AIM OF THE EXERCISE: Return each line below that contains the word "kitchen", copying it unchanged.

+++ STORED DATA +++

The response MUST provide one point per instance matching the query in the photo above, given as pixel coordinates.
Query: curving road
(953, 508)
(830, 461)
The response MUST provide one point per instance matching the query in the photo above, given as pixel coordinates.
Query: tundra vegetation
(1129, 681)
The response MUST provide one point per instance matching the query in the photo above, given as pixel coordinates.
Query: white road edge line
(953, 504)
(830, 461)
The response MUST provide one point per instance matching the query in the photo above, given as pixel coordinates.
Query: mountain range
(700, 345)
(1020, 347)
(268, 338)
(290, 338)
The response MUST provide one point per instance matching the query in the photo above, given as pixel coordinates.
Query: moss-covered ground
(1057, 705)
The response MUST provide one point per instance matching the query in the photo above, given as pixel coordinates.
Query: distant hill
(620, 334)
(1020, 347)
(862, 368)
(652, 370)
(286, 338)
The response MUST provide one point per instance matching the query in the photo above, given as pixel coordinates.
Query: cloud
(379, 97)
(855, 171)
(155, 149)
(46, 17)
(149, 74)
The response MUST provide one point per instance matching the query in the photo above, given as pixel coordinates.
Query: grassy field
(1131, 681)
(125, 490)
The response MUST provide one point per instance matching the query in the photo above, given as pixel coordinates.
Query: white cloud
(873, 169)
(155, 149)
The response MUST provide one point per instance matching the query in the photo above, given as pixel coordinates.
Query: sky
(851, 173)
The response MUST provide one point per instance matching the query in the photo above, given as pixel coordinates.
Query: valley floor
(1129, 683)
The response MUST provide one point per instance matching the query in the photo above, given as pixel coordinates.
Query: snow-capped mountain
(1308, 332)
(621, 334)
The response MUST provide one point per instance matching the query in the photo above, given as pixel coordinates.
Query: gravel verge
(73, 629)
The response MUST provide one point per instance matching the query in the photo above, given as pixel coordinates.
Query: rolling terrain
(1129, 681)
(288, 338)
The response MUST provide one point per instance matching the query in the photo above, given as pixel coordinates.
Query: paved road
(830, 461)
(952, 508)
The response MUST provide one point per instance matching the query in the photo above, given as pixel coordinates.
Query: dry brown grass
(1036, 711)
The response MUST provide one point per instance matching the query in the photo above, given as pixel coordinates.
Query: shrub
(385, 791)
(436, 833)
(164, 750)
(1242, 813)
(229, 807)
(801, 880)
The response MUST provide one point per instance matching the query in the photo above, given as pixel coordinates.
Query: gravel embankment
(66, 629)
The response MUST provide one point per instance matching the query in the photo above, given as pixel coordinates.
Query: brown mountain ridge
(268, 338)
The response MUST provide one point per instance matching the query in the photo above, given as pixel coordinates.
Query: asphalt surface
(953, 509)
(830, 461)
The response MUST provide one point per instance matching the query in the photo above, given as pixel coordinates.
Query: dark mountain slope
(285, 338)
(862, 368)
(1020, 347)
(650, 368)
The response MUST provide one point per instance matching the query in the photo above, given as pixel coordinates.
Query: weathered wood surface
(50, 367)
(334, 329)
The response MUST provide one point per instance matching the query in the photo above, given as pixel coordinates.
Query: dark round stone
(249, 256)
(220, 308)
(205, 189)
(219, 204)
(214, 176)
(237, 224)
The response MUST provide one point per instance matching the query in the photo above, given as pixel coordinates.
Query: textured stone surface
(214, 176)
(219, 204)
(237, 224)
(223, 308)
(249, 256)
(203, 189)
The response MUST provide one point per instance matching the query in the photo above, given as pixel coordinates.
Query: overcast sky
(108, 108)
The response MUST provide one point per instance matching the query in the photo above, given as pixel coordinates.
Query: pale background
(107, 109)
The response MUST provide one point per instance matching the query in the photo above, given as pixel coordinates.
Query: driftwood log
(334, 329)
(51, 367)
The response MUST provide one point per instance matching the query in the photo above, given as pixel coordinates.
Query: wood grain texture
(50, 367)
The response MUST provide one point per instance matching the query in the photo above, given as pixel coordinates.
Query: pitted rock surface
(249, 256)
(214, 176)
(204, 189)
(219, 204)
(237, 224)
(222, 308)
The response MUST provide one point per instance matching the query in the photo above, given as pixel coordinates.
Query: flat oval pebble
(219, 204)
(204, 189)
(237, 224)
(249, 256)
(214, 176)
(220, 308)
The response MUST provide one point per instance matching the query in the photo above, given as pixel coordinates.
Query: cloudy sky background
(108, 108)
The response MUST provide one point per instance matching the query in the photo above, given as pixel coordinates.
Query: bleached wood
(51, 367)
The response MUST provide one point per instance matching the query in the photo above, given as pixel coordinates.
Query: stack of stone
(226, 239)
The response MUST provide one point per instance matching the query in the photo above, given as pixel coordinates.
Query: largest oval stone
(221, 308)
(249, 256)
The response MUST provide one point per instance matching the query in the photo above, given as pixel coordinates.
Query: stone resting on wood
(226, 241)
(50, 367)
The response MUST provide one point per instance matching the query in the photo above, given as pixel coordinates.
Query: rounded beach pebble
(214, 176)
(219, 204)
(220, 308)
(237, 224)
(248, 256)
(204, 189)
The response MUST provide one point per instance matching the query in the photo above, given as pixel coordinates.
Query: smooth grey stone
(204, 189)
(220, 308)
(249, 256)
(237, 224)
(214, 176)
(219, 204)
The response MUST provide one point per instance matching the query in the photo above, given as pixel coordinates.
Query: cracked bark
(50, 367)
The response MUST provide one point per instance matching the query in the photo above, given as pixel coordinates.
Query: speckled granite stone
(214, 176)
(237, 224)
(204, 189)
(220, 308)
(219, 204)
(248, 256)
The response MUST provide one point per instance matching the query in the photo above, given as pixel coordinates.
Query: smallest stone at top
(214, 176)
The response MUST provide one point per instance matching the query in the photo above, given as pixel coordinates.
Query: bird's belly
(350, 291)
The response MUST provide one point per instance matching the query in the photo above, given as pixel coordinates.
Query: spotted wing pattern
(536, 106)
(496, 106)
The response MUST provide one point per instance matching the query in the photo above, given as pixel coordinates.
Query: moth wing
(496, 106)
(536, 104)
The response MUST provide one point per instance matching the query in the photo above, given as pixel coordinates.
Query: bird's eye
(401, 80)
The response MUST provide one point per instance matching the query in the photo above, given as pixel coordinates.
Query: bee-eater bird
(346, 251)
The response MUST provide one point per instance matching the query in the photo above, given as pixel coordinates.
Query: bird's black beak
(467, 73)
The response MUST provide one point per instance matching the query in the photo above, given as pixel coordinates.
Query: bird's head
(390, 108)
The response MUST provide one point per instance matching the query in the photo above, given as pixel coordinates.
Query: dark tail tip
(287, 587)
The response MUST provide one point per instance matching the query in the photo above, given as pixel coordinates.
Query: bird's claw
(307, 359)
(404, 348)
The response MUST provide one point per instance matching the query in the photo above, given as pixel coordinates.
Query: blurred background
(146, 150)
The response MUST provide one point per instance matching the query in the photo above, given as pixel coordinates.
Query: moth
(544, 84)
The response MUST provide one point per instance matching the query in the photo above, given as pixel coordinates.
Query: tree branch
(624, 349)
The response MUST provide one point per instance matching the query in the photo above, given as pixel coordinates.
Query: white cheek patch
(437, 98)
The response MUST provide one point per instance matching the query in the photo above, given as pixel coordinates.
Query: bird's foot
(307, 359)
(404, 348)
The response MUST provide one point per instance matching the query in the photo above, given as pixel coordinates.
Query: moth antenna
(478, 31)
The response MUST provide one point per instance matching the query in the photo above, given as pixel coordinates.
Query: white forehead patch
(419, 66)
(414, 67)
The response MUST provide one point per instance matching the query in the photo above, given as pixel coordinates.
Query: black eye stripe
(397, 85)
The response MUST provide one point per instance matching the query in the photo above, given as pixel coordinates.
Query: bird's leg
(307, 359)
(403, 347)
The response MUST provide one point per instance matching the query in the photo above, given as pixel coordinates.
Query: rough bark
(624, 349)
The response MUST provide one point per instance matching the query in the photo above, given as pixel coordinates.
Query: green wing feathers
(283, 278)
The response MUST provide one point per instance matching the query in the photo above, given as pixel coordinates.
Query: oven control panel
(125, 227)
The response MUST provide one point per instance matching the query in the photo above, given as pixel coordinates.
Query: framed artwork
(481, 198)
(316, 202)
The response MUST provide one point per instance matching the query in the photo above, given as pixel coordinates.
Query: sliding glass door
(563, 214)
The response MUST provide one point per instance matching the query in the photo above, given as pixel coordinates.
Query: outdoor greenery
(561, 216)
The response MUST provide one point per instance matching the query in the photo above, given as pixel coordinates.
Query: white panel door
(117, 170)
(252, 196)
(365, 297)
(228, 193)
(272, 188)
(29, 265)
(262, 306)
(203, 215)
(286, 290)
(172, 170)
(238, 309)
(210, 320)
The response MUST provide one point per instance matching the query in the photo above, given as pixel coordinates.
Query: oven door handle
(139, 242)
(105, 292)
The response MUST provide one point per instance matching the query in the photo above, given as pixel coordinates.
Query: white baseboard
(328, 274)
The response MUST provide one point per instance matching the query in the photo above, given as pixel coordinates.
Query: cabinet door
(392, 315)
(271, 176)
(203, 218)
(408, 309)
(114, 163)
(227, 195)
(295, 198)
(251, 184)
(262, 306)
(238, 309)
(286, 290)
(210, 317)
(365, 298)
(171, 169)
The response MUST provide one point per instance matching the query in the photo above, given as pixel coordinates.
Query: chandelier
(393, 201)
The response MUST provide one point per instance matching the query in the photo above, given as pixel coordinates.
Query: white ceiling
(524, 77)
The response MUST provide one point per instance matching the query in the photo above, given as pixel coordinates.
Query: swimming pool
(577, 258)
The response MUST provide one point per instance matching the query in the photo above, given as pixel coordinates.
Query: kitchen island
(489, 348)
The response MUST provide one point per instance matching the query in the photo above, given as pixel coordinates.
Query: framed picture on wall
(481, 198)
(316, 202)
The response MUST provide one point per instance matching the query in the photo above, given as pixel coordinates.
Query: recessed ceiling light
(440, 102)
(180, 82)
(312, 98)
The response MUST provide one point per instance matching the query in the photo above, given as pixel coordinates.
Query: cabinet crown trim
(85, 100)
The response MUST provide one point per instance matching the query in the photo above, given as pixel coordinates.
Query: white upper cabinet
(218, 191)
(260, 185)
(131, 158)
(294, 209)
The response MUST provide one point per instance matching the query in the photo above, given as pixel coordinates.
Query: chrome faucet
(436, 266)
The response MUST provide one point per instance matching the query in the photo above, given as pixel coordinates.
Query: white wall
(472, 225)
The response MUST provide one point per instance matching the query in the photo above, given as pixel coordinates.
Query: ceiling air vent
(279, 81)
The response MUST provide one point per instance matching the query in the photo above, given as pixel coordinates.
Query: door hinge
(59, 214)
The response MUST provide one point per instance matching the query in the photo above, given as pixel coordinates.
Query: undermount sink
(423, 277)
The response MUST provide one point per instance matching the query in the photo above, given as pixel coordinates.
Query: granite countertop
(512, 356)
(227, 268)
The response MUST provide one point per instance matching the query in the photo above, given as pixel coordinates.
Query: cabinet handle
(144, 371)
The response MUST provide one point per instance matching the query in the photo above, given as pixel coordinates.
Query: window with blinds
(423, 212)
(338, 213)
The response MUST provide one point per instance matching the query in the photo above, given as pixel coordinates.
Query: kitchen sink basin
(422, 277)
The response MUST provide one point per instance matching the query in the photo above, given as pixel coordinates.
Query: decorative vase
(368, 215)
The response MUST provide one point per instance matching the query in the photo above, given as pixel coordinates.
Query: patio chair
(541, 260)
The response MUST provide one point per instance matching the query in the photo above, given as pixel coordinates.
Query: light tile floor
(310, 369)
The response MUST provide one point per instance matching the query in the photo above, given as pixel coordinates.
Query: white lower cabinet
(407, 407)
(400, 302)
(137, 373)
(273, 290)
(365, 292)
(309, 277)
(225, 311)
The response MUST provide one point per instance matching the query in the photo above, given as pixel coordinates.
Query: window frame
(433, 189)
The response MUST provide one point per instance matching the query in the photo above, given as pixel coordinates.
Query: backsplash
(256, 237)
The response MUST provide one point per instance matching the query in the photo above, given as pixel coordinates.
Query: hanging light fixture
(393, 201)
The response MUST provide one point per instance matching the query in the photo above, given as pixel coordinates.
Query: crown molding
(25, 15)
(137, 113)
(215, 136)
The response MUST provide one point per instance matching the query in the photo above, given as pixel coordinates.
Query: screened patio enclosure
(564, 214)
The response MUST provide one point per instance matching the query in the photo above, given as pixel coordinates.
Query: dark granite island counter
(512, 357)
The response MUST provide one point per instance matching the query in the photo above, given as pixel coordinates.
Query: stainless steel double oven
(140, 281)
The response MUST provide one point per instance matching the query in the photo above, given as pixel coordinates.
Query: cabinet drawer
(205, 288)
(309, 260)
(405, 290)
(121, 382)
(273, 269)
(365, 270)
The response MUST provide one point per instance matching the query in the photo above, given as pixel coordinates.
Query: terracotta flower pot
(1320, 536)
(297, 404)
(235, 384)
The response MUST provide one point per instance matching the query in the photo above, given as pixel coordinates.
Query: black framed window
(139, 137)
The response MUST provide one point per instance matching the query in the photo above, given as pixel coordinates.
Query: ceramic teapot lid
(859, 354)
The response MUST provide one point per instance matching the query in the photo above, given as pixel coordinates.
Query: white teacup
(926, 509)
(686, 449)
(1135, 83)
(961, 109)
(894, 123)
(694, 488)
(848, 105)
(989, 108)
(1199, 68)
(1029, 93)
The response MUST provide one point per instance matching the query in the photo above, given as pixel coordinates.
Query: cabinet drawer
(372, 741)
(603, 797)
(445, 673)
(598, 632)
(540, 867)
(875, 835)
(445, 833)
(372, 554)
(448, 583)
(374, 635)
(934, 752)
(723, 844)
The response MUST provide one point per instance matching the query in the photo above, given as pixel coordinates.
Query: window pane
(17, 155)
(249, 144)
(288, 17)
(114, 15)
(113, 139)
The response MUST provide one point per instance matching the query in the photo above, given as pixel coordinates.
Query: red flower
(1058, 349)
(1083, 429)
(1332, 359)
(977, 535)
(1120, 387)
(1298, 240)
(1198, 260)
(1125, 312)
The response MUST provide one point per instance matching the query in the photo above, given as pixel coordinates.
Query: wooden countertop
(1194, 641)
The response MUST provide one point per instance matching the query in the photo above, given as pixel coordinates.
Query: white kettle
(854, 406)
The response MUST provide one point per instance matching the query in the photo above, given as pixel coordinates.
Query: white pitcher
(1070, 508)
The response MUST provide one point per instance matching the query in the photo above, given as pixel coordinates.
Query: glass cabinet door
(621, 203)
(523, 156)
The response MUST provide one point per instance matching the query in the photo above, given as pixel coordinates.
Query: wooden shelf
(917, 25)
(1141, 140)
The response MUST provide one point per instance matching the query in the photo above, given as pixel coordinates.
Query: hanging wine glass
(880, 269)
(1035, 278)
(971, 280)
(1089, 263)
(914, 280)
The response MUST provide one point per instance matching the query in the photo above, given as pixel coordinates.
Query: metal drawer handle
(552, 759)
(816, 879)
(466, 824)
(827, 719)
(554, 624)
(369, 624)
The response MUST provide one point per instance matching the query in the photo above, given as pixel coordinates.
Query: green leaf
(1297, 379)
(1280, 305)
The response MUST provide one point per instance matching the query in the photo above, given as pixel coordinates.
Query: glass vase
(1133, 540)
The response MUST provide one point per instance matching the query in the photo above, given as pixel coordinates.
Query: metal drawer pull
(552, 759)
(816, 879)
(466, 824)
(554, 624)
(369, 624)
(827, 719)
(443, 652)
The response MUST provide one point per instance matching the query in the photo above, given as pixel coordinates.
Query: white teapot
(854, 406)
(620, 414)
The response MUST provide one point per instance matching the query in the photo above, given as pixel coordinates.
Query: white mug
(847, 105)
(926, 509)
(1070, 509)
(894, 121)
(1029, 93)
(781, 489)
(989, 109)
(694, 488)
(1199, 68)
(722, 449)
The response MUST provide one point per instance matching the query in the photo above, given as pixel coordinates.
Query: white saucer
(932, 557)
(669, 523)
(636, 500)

+++

ANSWER TO THIS PROBLEM:
Query: kitchen island
Query: kitchen sink basin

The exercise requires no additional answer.